PÁGINA>
· · · · · · ·
Comentario al evangelio del Sábado 02 de Noviembre del 2013
Queridos amigos y amigas:
Para muchas personas, el mes de noviembre, y no sólo el día de hoy, es un tiempo dedicado a la
conmemoración de todos los fieles difuntos. En el hemisferio norte estamos en el corazón del otoño.
La naturaleza vive su propia muerte. Todo (la luz solar, las hojas de los árboles) va muriendo
lentamente. Podríamos decir que el otoño es una metáfora de ese morir lento que nos acompaña a
todos. Desde que nacemos estamos ya listos para morir.
Cada año, cuando llega esta fecha, se abre otra vez el arcón de los recuerdos. De él sacamos los rostros
y los nombres de todos aquellos seres humanos que han estado vinculados a nosotros. Algunas
personas viven este momento con gran tristeza. Si pudieran, evitarían toda conmemoración. No pueden
soportar el recuerdo o el dolor de la separación. Otras, por el contrario, superada la fase de desgarro,
viven estos momentos con mucha serenidad, como un ejercicio de comunión espiritual con los que han
desaparecido físicamente pero "viven en el Señor".
Más allá de nuestra manera personal de evocar a los seres queridos que ya han muerto, ¿cuál es el
sentido cristiano de este día? ¿Qué luz nos viene de la Palabra de Dios? Creo que podríamos vivirlo
como un día de acción de gracias y de petición.
· · · · · · ·
Extractos de un conjunto de datos de anotación de ubicaciones:

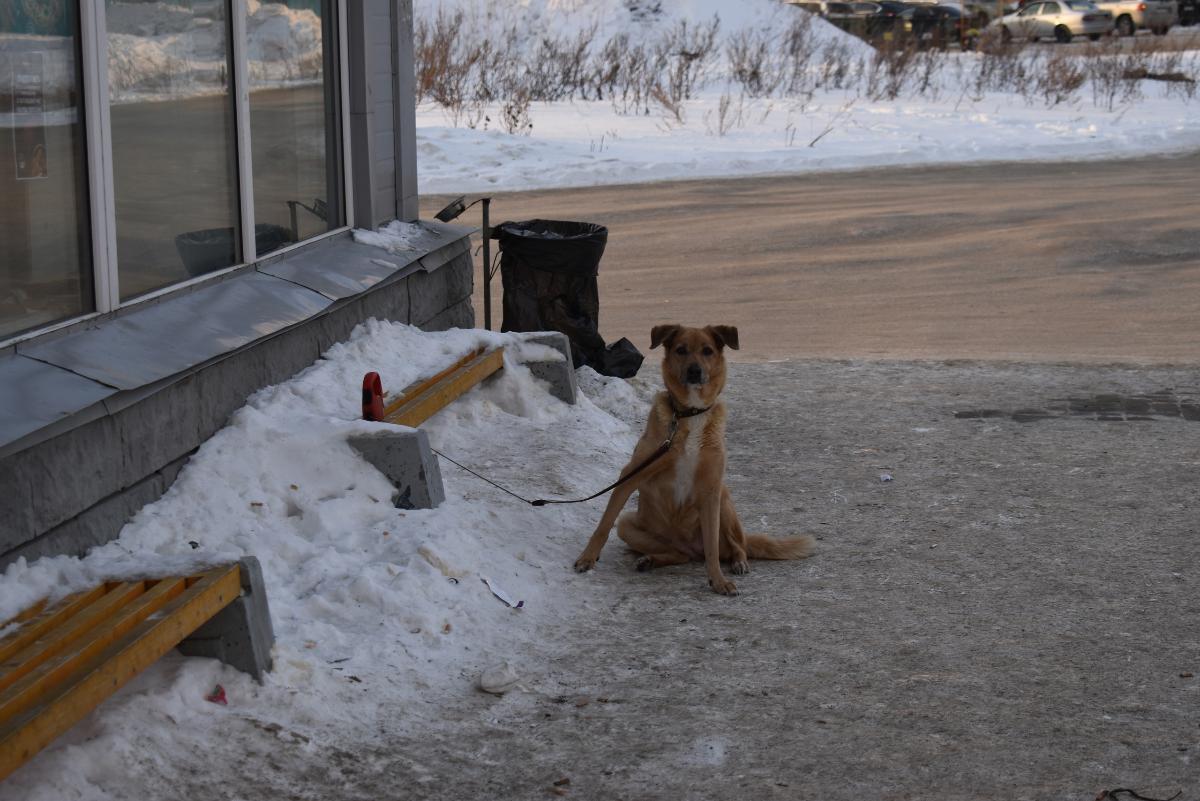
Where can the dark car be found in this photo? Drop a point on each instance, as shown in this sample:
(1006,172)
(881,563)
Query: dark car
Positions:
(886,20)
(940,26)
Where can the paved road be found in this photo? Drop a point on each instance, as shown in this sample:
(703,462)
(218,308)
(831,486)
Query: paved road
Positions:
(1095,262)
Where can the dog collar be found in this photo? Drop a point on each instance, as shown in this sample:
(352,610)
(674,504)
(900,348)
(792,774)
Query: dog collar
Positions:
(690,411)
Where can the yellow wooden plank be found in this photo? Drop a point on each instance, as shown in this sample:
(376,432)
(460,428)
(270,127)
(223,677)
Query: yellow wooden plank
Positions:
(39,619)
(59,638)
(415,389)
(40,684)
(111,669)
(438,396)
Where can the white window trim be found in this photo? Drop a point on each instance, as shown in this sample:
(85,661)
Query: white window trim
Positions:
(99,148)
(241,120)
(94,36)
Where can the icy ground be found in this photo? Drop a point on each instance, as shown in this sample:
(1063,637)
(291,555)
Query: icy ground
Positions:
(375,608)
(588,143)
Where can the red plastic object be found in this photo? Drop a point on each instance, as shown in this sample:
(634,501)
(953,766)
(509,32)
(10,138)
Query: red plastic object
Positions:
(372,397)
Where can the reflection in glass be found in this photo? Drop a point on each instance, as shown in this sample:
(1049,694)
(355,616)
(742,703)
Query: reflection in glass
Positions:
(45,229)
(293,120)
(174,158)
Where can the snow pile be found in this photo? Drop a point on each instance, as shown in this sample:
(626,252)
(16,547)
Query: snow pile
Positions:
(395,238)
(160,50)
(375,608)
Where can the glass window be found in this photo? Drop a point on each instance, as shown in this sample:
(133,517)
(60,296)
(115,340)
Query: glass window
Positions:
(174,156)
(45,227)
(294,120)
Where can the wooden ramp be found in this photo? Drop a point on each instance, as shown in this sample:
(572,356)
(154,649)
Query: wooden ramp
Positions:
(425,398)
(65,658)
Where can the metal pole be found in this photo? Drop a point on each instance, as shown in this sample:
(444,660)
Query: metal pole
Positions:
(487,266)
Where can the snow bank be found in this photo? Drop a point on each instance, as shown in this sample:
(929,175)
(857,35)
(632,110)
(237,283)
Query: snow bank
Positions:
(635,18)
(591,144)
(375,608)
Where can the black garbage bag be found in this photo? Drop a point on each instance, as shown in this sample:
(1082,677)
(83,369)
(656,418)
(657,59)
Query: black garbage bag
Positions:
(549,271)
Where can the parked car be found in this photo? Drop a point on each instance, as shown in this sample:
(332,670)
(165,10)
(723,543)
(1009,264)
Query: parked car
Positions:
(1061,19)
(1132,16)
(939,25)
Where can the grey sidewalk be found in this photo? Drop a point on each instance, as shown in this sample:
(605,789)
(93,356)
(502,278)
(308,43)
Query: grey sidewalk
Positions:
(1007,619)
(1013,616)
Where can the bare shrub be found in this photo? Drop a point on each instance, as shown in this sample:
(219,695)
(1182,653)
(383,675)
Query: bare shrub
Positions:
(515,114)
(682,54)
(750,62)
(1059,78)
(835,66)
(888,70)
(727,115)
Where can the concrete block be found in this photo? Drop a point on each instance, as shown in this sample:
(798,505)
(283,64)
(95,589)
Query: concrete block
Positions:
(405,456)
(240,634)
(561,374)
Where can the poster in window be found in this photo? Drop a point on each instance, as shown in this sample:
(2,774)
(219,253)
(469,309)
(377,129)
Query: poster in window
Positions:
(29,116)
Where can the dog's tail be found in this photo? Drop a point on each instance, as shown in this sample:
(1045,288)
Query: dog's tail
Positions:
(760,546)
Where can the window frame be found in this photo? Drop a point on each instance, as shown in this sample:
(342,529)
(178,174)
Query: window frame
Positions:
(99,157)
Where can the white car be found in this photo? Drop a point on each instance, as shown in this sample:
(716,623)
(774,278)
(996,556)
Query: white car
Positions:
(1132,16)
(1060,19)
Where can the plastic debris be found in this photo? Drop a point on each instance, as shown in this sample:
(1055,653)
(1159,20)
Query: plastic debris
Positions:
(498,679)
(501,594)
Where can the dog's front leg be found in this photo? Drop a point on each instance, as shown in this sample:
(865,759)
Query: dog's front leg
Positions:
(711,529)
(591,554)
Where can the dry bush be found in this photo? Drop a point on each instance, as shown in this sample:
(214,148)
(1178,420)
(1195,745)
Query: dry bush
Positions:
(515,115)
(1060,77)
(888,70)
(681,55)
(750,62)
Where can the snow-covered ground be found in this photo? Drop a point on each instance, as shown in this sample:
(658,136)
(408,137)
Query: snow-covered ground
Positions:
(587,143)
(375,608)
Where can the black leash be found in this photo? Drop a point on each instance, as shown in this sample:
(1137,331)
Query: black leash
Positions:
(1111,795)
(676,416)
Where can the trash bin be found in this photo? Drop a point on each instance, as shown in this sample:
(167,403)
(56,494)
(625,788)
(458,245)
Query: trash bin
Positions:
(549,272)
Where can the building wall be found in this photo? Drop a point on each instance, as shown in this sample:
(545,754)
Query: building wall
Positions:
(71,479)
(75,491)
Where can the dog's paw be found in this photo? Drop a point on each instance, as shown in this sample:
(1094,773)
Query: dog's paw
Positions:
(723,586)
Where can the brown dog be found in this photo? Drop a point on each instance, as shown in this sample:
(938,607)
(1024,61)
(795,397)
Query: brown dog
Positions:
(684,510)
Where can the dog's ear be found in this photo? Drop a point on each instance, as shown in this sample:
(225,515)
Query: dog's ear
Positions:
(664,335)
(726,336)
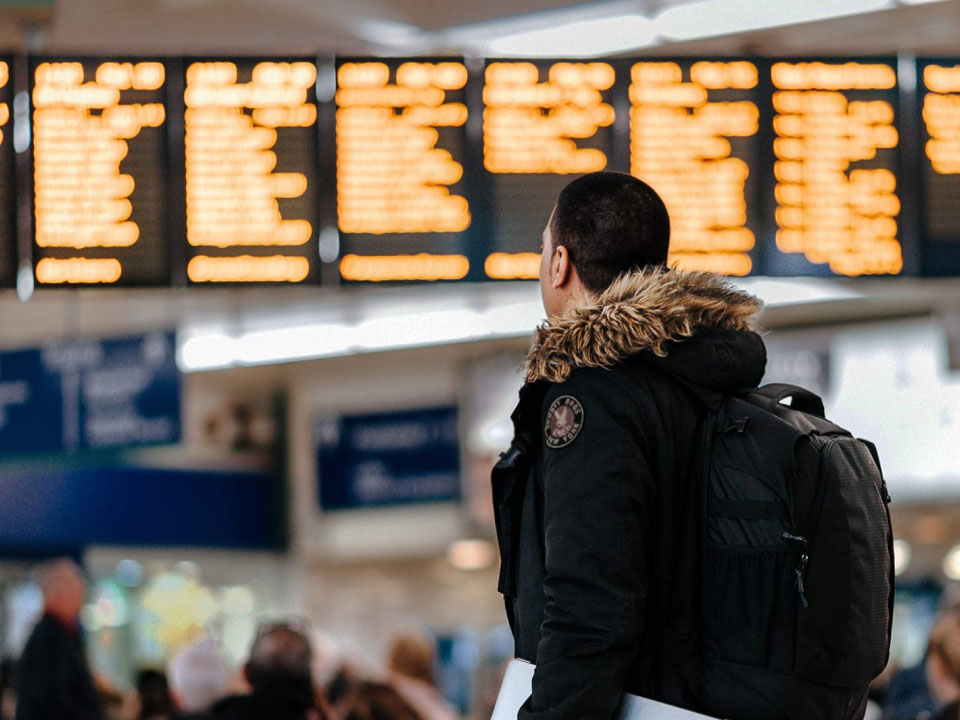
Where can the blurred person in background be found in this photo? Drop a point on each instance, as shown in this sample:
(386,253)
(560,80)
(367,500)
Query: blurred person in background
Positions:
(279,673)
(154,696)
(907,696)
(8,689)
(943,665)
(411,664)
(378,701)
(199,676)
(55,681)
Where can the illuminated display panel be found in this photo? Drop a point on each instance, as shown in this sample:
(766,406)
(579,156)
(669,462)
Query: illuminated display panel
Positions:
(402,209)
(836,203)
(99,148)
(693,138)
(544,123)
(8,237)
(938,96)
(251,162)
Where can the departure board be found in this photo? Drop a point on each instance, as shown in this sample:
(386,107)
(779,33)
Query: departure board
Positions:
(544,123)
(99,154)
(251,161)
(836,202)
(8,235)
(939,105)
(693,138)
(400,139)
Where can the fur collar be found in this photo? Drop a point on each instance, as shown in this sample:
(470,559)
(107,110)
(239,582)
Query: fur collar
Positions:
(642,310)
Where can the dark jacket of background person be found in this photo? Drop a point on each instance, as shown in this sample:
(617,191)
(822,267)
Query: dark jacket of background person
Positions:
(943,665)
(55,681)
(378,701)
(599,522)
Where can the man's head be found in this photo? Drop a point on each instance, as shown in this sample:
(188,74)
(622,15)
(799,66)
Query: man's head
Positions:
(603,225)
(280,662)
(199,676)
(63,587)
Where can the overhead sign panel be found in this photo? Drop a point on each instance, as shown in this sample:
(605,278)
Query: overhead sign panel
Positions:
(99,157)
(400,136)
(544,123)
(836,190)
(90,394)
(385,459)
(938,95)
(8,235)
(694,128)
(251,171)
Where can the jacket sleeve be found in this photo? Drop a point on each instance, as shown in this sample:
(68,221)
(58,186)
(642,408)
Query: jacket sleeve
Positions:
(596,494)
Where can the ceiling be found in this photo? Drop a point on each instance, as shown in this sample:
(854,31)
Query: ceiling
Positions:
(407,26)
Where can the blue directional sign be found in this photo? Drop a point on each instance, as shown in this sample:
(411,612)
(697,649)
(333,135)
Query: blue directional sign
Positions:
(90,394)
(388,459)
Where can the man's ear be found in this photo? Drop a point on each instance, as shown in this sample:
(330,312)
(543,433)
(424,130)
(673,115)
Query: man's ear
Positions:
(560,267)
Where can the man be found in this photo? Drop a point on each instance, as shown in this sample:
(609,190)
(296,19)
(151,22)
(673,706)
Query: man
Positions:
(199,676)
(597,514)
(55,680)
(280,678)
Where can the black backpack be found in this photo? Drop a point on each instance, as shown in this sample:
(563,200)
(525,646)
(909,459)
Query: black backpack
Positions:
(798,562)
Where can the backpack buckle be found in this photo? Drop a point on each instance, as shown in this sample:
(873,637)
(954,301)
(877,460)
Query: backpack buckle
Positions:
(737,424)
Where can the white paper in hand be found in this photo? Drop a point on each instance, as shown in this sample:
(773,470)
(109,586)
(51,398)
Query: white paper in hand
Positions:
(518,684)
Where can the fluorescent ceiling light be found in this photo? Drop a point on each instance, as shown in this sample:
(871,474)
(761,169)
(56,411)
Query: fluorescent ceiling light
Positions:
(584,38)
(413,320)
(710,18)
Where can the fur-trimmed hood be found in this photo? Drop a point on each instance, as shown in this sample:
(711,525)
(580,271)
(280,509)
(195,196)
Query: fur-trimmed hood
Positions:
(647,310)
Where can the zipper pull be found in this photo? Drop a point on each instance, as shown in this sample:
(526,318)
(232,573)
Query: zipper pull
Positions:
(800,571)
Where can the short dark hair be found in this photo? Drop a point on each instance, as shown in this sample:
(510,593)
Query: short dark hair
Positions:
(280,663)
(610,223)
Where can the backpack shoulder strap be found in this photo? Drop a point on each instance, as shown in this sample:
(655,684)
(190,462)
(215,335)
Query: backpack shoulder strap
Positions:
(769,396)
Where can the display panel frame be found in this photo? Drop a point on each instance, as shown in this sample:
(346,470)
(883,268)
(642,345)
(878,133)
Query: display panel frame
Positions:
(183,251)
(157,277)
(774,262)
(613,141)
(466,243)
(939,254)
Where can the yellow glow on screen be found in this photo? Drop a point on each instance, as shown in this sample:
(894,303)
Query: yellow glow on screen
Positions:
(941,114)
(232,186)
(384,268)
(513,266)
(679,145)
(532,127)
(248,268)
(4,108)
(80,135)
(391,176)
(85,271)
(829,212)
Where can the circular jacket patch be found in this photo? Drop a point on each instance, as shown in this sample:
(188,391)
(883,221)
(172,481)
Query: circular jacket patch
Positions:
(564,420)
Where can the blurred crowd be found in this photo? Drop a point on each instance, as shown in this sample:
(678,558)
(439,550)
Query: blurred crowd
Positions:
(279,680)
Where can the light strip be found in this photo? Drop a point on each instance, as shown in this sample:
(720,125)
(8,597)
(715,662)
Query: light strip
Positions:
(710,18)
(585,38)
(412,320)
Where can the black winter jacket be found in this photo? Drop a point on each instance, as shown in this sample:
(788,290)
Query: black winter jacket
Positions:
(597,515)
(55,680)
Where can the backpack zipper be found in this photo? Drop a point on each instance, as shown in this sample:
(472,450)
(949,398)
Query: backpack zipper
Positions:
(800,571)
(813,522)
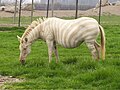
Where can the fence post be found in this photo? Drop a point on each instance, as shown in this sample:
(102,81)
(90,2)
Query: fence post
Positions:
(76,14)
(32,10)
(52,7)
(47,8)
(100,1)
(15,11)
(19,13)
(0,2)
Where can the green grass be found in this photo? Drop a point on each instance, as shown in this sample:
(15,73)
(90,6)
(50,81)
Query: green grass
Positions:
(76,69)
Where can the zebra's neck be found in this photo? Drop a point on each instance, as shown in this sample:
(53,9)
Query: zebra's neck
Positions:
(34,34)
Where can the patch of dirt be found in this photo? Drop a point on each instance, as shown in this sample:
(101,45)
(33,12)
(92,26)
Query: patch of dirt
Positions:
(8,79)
· · · · · · ·
TAREAS A REALIZAR>
a - Enumera las distintas formas del verbo «morir» que aparecen en el comentario al evangelio.
b - Duplica el fragmento del comentario al evangelio que comienza en las palabras «Comentario al evangelio» y termina tras las palabras «listos para morir.».
c - Prosigue el comentario al evangelio del 2 de noviembre a partir del punto en que se detiene.
Los datos no intervienen en este ejercicio.

RESPUESTAS DEL EJERCICIO>
a - muriendo, morir, muerto

b -
Comentario al evangelio del Sábado 02 de Noviembre del 2013
Queridos amigos y amigas:
Para muchas personas, el mes de noviembre, y no sólo el día de hoy, es un tiempo dedicado a la
conmemoración de todos los fieles difuntos. En el hemisferio norte estamos en el corazón del otoño.
La naturaleza vive su propia muerte. Todo (la luz solar, las hojas de los árboles) va muriendo
lentamente. Podríamos decir que el otoño es una metáfora de ese morir lento que nos acompaña a
todos. Desde que nacemos estamos ya listos para morir.

c -
Damos gracias a Dios por los hombres y mujeres que ha puesto en nuestro camino y que nos han
ayudado a ser lo que somos. Cada persona muerta es un germen de vida. Con el paso del tiempo
tomamos conciencia de lo que tal vez no comprendimos cuando se estaba produciendo: tantos detalles
de amor, de cercanía. La gratitud es el fruto maduro de la gracia. Al mismo tiempo, le pedimos a Dios
por nuestros hermanos y hermanas. ¿Qué podemos pedir? En este terreno, tan propicio a las
elucubraciones o a las opiniones personales, yo siempre he preferido dejarme guiar por la liturgia. Me
parece que la súplica más simple y profunda es pedirle a Dios que "así como (nuestros hermanos y
hermanas) han compartido ya la muerte de Cristo, compartan también con él la gloria de la
resurrección". Le pedimos que se haga realidad en ellos el sueño de Dios, que Él, por tanto, purifique,
perdone, complete las existencias de nuestros seres queridos y de todos los que han muerto en la
esperanza de la resurrección.
Me conmueven las palabras de Jesús en el evangelio de Juan: "Voy a prepararos un lugar". No es que
nosotros tengamos que asegurarnos nuestro "retiro celestial" a base de cotizar a un extraño sistema de
"seguridad social celeste". Para cada ser humano Jesús ha preparado un lugar junto a Dios. La muerte
no es, por tanto, el ocaso de la vida, sino la puerta de acceso al encuentro definitivo con Dios, a la vida
plena.
C.R.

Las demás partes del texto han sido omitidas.